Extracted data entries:
■ ■ ■ ■ ■ ■ ■
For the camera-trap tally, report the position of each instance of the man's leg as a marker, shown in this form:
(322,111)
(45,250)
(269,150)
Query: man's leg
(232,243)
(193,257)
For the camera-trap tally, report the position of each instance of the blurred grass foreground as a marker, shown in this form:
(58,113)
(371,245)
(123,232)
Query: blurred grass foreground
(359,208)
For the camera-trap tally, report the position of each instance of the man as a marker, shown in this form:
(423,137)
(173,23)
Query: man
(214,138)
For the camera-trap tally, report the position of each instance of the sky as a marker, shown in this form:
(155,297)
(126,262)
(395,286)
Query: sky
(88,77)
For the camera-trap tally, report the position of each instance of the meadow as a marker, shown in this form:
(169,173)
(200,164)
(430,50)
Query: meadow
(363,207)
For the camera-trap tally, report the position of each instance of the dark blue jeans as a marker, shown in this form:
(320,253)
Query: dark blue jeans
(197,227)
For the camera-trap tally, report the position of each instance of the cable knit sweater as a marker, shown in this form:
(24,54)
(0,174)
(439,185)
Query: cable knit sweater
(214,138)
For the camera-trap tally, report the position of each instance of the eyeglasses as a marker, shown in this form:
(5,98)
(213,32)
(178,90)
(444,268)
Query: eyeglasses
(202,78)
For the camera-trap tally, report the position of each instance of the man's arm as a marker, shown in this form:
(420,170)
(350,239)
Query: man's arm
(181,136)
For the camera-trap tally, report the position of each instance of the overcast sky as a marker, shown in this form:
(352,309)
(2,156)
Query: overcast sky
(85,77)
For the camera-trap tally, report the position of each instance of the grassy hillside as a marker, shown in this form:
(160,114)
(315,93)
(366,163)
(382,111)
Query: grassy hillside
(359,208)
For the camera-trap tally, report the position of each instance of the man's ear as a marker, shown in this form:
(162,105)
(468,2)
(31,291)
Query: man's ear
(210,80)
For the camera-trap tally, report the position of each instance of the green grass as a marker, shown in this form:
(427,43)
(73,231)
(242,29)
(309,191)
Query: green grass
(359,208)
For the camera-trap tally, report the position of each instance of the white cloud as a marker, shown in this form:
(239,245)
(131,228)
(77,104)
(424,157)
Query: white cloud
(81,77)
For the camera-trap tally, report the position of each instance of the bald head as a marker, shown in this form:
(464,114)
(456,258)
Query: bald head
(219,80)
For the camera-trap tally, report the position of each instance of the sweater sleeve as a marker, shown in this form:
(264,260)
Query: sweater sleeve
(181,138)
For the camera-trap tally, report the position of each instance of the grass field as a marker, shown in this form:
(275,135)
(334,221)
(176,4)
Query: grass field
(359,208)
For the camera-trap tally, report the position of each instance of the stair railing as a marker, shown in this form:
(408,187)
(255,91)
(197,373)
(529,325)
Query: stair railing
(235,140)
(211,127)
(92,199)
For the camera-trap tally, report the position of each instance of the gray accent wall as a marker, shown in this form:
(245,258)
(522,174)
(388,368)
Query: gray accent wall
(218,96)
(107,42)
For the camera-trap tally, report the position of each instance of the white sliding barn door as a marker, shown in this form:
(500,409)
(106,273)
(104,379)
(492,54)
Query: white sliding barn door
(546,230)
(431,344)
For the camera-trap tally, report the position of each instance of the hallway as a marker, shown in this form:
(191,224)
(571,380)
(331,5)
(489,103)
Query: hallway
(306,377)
■ ■ ■ ■ ■ ■ ■
◆ Written request: Output every line of the entries above as a numbered list, leaving out any blank lines.

◆ Written answer:
1. For the camera-trap tally, report the position of each instance of the man's leg as a marker, shown in this form:
2. (322,111)
3. (45,250)
4. (269,150)
5. Query: man's leg
6. (232,243)
7. (193,257)
8. For the camera-trap tally, report the position of each instance of the blurred grass foreground as a marker, shown in this form:
9. (58,113)
10. (371,245)
11. (123,232)
12. Query: blurred grass foreground
13. (359,208)
14. For the camera-trap tally, report the position of each instance of the man as a marker, shown in this form:
15. (423,137)
16. (173,23)
17. Query: man
18. (214,138)
19. For the camera-trap tally, report the position of each instance of the sky as a marker, shown in this form:
20. (155,297)
21. (126,262)
22. (395,286)
23. Query: sky
24. (88,77)
25. For the camera-trap tally, report the position of each instance of the meadow as a marker, shown in this form:
26. (169,173)
27. (200,164)
28. (430,50)
29. Query: meadow
30. (363,207)
31. For the camera-trap tally, report the position of each instance of the dark blue jeans as a marker, shown in this form:
32. (320,253)
33. Query: dark blue jeans
34. (197,227)
35. For the camera-trap tally, report the position of each instance of the cable knit sweater as a marker, shown in this form:
36. (24,54)
37. (0,174)
38. (439,185)
39. Query: cable knit sweater
40. (214,138)
41. For the camera-trap tally, report the position of each instance of the eyeglasses as a marker, shown in this form:
42. (5,98)
43. (213,32)
44. (178,90)
45. (444,268)
46. Query: eyeglasses
47. (202,78)
48. For the camera-trap tally, report the position of each instance of the man's arm as a marker, shown in this form:
49. (420,170)
50. (350,239)
51. Query: man's arm
52. (181,136)
53. For the camera-trap tally, report the position of each instance of the overcast sky as a marker, shown in this form:
54. (352,309)
55. (2,156)
56. Query: overcast sky
57. (85,77)
58. For the camera-trap tally, report the position of each instance of the grassy hillside as a marker, shown in this form:
59. (160,114)
60. (315,93)
61. (366,163)
62. (382,111)
63. Query: grassy hillside
64. (359,208)
65. For the camera-trap tally, report the position of each instance of the man's ear as a marker, shown in this form:
66. (162,105)
67. (468,2)
68. (31,291)
69. Query: man's ear
70. (210,80)
71. For the camera-trap tally, report the position of each instance of the green grass as a marker, shown in this form:
72. (427,43)
73. (73,231)
74. (242,29)
75. (309,191)
76. Query: green grass
77. (359,208)
78. For the camera-trap tally, report the position of each instance of the white cloud as a marker, shown in this form:
79. (239,245)
80. (131,228)
81. (77,104)
82. (424,157)
83. Query: white cloud
84. (81,77)
85. For the camera-trap tally, report the position of each instance of the bald head as a marker, shown in this form:
86. (464,114)
87. (456,258)
88. Query: bald head
89. (219,80)
90. For the camera-trap tally, report the position of each instance of the sweater sleeve as a marker, shown in this form:
91. (264,260)
92. Query: sweater sleeve
93. (181,138)
94. For the camera-trap tally, report the position of each instance of the grass field as a marker, shown in this form:
95. (275,135)
96. (334,221)
97. (176,4)
98. Query: grass field
99. (359,208)
100. For the camera-trap tally, report the position of each instance of the stair railing as a marker, shown in this form:
101. (408,187)
102. (255,91)
103. (197,373)
104. (529,325)
105. Query: stair railing
106. (235,140)
107. (211,127)
108. (92,199)
109. For the camera-trap tally, report the position of each instance of the gray accent wall as a marker, shown in this form:
110. (245,258)
111. (522,174)
112. (388,368)
113. Query: gray accent wall
114. (218,96)
115. (107,42)
116. For the camera-trap tally, report the position of each instance of the white sliding barn door as a marker, shown in this form:
117. (500,409)
118. (106,273)
119. (104,379)
120. (492,54)
121. Query: white sliding barn door
122. (546,230)
123. (431,344)
124. For the camera-trap tally, report the position of each instance of the hallway as a marker, shown in this form:
125. (191,224)
126. (571,380)
127. (331,5)
128. (489,103)
129. Query: hallway
130. (306,377)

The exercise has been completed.